A auditoria da CGU (Controladoria-Geral da União) sobre repasses feitos com “emendas Pix” identificou irregularidades conforme Carolina Nogueira e Mateus Coutinho, do portal Uol, em uma ONG beneficiada com verba indicada pelo senador pela Bahia, Angelo Coronel (PSD), relator do Orçamento de 2025 e do projeto de lei que criou novas regras para as emendas parlamentares.
O que aconteceu
‘Emenda Pix’ de Angelo Coronel foi para ONG no interior da Bahia. O senador destinou R$ R$ 3,2 milhões para Coração de Maria, na Bahia. O montante foi pago em julho deste ano, de acordo com o Portal da Transparência. Segundo o relatório da CGU, o dinheiro foi repassado ao Isen (Instituto de Saúde e Educação do Nordeste), que firmou um termo de colaboração com a prefeitura local para desenvolver o projeto chamado Educaê – Juntos por uma Nova Educação.
Valor total do programa é de R$ 17,7 milhões para ações em conjunto com a Secretaria Municipal de Educação ao longo de um ano. A auditoria da CGU destacou que a prefeitura repassou R$ 9,3 milhões para a ONG, entre abril e setembro de 2024. Desse montante, R$ 4,3 milhões são de “emendas Pix”. Foram constatadas irregularidades na declaração dos pagamentos (leia mais detalhes abaixo).
Senador disse desconhecer irregularidades e negou envio de dinheiro diretamente a essa ONG. Ele afirmou ainda que a execução das emendas é de responsabilidade da prefeitura (leia mais abaixo).
Fiscalização foi realizada por determinação do STF. A auditoria das transferências especiais para ONGs aconteceu por decisão do ministro Flávio Dino, do Supremo Tribunal Federal, no âmbito de uma ação que questiona a constitucionalidade das “emendas Pix”.
Modalidade é a preferida dos parlamentares. As transferências especiais, conhecidas como “emendas Pix”, são o tipo favorito de deputados e senadores porque permitem a transferência direta e rápida de recursos para suas bases eleitorais sem a necessidade de ter algum projeto específico.
Irregularidades encontradas pela CGU
A CGU auditou gastos da ONG entre abril e julho de 2024. Gastos e prestação de contas ocorreram antes de o instituto receber verba de “emenda Pix”, que só foi repassada em agosto e setembro deste ano. Ainda assim, a auditoria identificou situações consideradas problemáticas, como falta de transparência e de justificativa para gastos mensais, que poderiam ocorrer com a verba da emenda indicada pelo parlamentar.
Auditoria constatou que a ONG tem condições de prestar os serviços, mas que não justificou os preços e nem traçou metas para execução das atividades. Chamou a atenção dos auditores o fato de as faturas mensais cobradas pela ONG da prefeitura não terem relação com o plano de trabalho previsto na parceria e serem maiores do que o valor previsto inicialmente.

---------------

TAREFAS DO EXERCÍCIO:
(a) Resuma em duas frases o texto sobre a auditoria da CGU nas emendas Pix.
(b) Retome o texto sobre a auditoria da CGU nas emendas Pix do ponto em que ele termina e escreva a continuação.

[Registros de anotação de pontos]
---------------

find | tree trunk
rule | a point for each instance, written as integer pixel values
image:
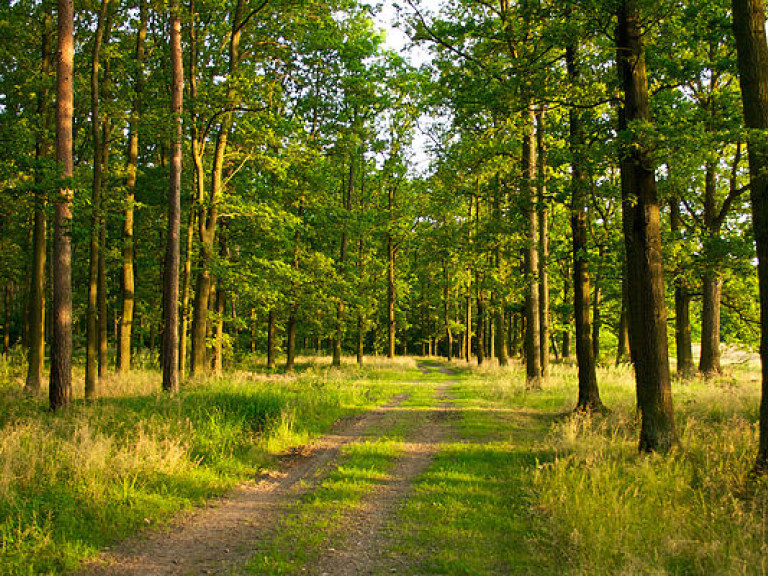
(207, 224)
(360, 338)
(752, 50)
(290, 361)
(102, 279)
(60, 388)
(128, 277)
(480, 324)
(391, 295)
(597, 321)
(589, 393)
(36, 335)
(682, 303)
(92, 316)
(642, 235)
(218, 349)
(173, 244)
(543, 246)
(271, 339)
(622, 346)
(709, 362)
(7, 319)
(347, 205)
(531, 256)
(185, 295)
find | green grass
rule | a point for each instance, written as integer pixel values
(75, 482)
(522, 486)
(317, 522)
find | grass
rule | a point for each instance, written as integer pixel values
(318, 521)
(75, 482)
(521, 486)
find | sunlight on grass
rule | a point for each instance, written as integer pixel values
(75, 482)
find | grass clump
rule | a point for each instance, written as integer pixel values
(74, 482)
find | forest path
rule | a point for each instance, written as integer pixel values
(224, 536)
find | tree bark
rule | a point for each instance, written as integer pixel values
(391, 292)
(642, 235)
(102, 277)
(709, 362)
(589, 393)
(92, 317)
(36, 320)
(128, 277)
(347, 206)
(480, 322)
(597, 300)
(752, 56)
(207, 224)
(622, 347)
(543, 246)
(683, 343)
(218, 349)
(531, 256)
(293, 315)
(173, 243)
(60, 388)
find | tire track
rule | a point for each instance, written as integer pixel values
(220, 537)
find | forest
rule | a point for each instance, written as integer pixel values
(228, 225)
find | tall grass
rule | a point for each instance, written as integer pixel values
(608, 510)
(74, 482)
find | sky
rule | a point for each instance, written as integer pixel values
(397, 39)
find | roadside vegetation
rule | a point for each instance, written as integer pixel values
(73, 483)
(520, 485)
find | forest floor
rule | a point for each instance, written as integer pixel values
(406, 467)
(346, 503)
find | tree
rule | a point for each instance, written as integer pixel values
(752, 49)
(589, 394)
(60, 388)
(173, 245)
(642, 236)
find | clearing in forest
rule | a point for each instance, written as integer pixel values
(462, 470)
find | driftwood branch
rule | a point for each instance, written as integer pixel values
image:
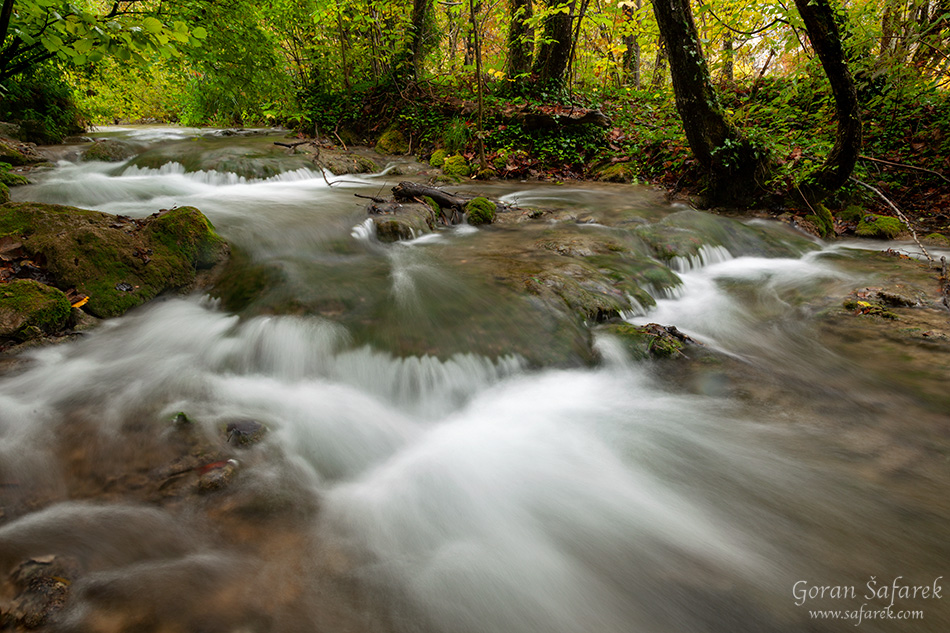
(900, 215)
(904, 166)
(411, 191)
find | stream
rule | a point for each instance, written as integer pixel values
(442, 455)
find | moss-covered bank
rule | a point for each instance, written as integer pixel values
(118, 262)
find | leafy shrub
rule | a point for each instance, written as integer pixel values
(42, 104)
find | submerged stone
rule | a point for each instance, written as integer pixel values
(879, 226)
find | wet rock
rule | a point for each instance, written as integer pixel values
(110, 151)
(29, 309)
(100, 255)
(620, 172)
(396, 221)
(217, 475)
(19, 153)
(339, 163)
(245, 432)
(651, 340)
(480, 211)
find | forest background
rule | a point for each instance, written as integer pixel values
(532, 89)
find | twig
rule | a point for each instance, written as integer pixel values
(903, 166)
(900, 215)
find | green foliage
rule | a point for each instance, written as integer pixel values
(10, 179)
(29, 309)
(78, 33)
(392, 142)
(457, 135)
(438, 158)
(822, 220)
(480, 211)
(42, 105)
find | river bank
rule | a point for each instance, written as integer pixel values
(421, 443)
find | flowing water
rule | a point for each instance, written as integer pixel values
(440, 457)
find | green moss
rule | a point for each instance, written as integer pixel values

---------------

RESPOSTAS ESPERADAS:
(a) A auditoria da CGU, feita por determinação do ministro Flávio Dino, do STF, identificou irregularidades no Isen, ONG que firmou parceria com a prefeitura de Coração de Maria (BA) e recebeu repasses que incluem verba de "emenda Pix" indicada pelo senador Angelo Coronel. Segundo os auditores, a ONG não justificou os preços nem traçou metas, e suas faturas mensais não tinham relação com o plano de trabalho e superavam o valor previsto; o senador disse desconhecer irregularidades e afirmou que a execução das emendas cabe à prefeitura.

(b)
Faturas mensais previstas no contrato têm valor fixo, de R$ 1,4 milhão. Para os auditores, isso não respeita a cronologia e as etapas do projeto, que conta com algumas despesas pontuais e que não se repetem todo mês. Na prática, o plano de trabalho apresentado pela ONG simplesmente repete o Termo de Referência elaborado pela prefeitura, sem detalhar os motivos de cada gasto nem indicar que foi feita pesquisa de preço para justificar os valores.
O projeto prevê o pagamento mensal fixo de R$ 1.476.000,00, como se todas as atividades e custos envolvidos no projeto ocorressem de forma linear e mensalmente. No entanto, quando se analisa as prestações de contas, observa-se que algumas despesas ocorrem de forma pontual, como, por exemplo, a aquisição de papetes e tênis escolares, comprados e pagos pelo Isen em maio de 2018.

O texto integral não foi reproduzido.